ステージは海の回廊

「小笠原レース2023」(4/23:三崎スタート)の舞台は首都圏に接する相模湾から南へ広がる海。きらめく島々が南へ連なる海の回廊なのです。

■ヨット乗りにとっての〝島〞とは

伊豆七島(いずしちとう)とは相模湾の南に連なる、
・伊豆大島(いずおおしま)
・利島(としま)
・新島(にいじま)
・神津島(こうづしま)
・三宅島(みやけじま)
・御蔵島(みくらじま)
・八丈島(はちじょうじま)
の7つの島を指します。
これに、
・鵜渡根島(うとねじま)
・式根島(しきねじま)
・八丈小島(はちじょうこじま)
さらに南の、
・青ヶ島(あおがしま)
も含めて「東京諸島」とも呼ぶそうな。

東京諸島観光連盟のwebサイトによれば、この中の有人の島と小笠原の父島、母島を含めた11島を〝東京11アイランド(東京諸島)〞と呼んでいるようです。全部東京都の島ですから。

# # # # #

## 作業指示
A. 以下のエントリすべてについて、「dense foliage」を「thick vegetation」に置き換えて書き直してください。それ以外は変更せず、画像は回答に含めないこと。
B. 上の小笠原レースの舞台となる島々を紹介した文章について、最後の文に続く部分を書き進めてください。

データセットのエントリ
# # # # #

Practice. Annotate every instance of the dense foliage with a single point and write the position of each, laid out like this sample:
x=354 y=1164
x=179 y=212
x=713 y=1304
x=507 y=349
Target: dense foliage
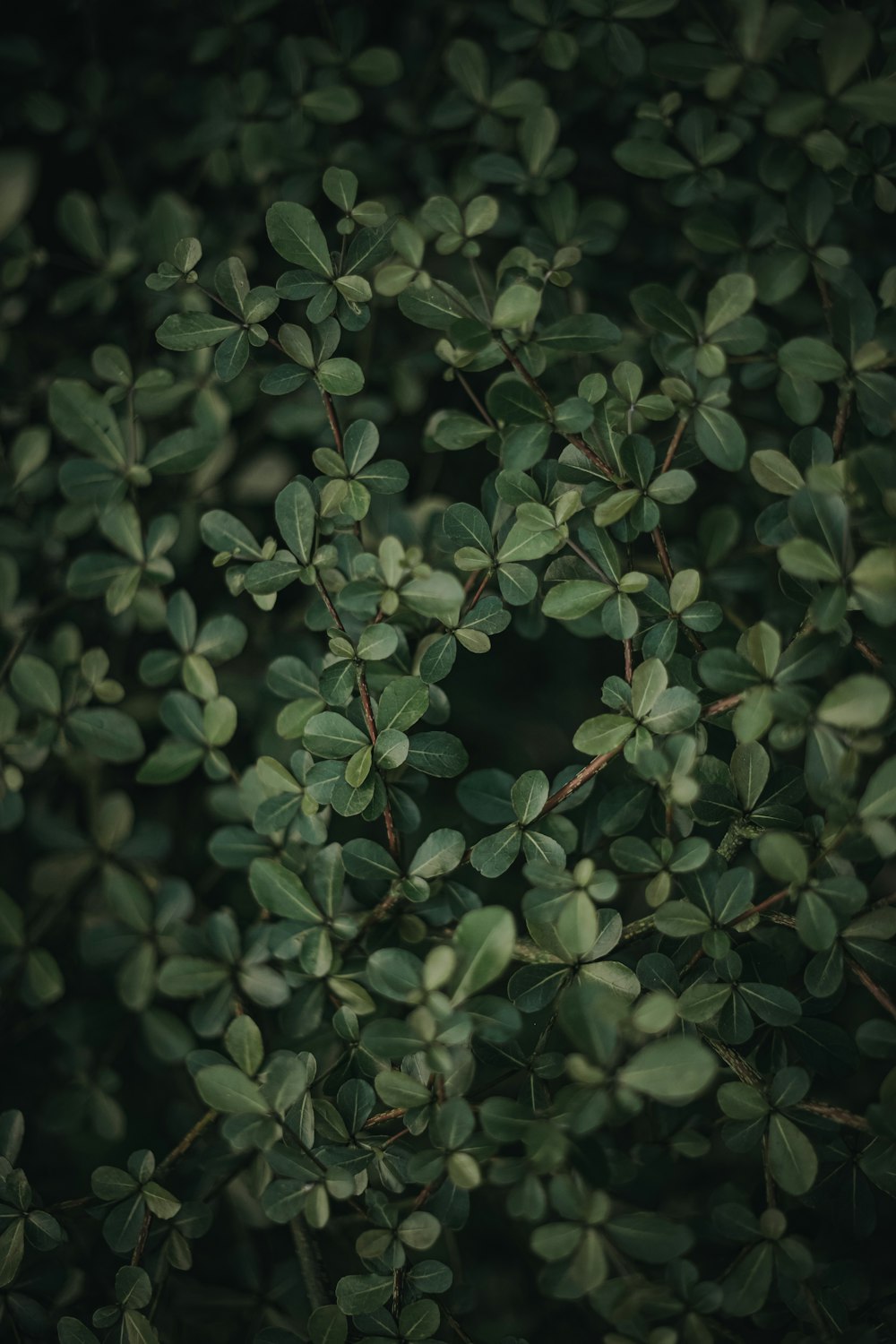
x=446 y=672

# # # # #

## 回答一覧
A.
Practice. Annotate every instance of the thick vegetation with a single point and write the position of each, laid out like this sample:
x=354 y=1164
x=179 y=212
x=713 y=1304
x=507 y=349
Target: thick vegetation
x=446 y=672

B.
有人の島限定というのは観光目的なら当然なんでしょうけど、我々ヨット乗り目線で言わせてもらえば、島は上陸して遊ぶだけではなく廻るもの。島の外周をぐるっと廻って帰ってくる、これを島周り(しままわり)のレースと称しますが、そんなレースの目標地点でもあるわけ。

となると無人の島も目的地になり得るわけで。
海まっただなかに屹立する、
・孀婦岩(そうふがん、そうふいわ)
や、今は無人島となっている、
・鳥島(とりしま)
なんかもヨット乗りからすれば多いに意味があるわけで。
ええワタクシ、鳥島の島陰で真冬の暴風をやりすごしたことがあります。
小さな絶海の孤島なんですが、標高394mの小高い山の風下側には穏やかな海面があり、これがたいそうありがたかったなぁ。

で、伊豆大島から孀婦岩までを伊豆諸島とも呼ぶようです。

伊豆諸島ってことは伊豆の島々なわけで、
となると、
・初島(はつしま)
・神子元島(みこもとじま)
なども、ヨットレースの目的地(回航地点)として相模湾のセーラーにはお馴染みです。

〝ヨットで外洋を走る〞という文化が我が国に広まって以来ずっと、これらの島々は目標だったわけで。ヨット乗りにとって〝島〞というのはそれは特別な存在なのです。

■距離的にみると

そんな南の島々は、距離でいえばどのくらい遠いのか。いや、わりと近いのか。
たとえば今回の「小笠原レース2023」のスタート地点である三浦三崎からは、
・八丈島 約124M
・鳥島 約285M
・小笠原(父島) 約500M
さらに南にはマリアナ諸島があり、
・グアム島 約1330M
・赤道までは 約2100M
となっています。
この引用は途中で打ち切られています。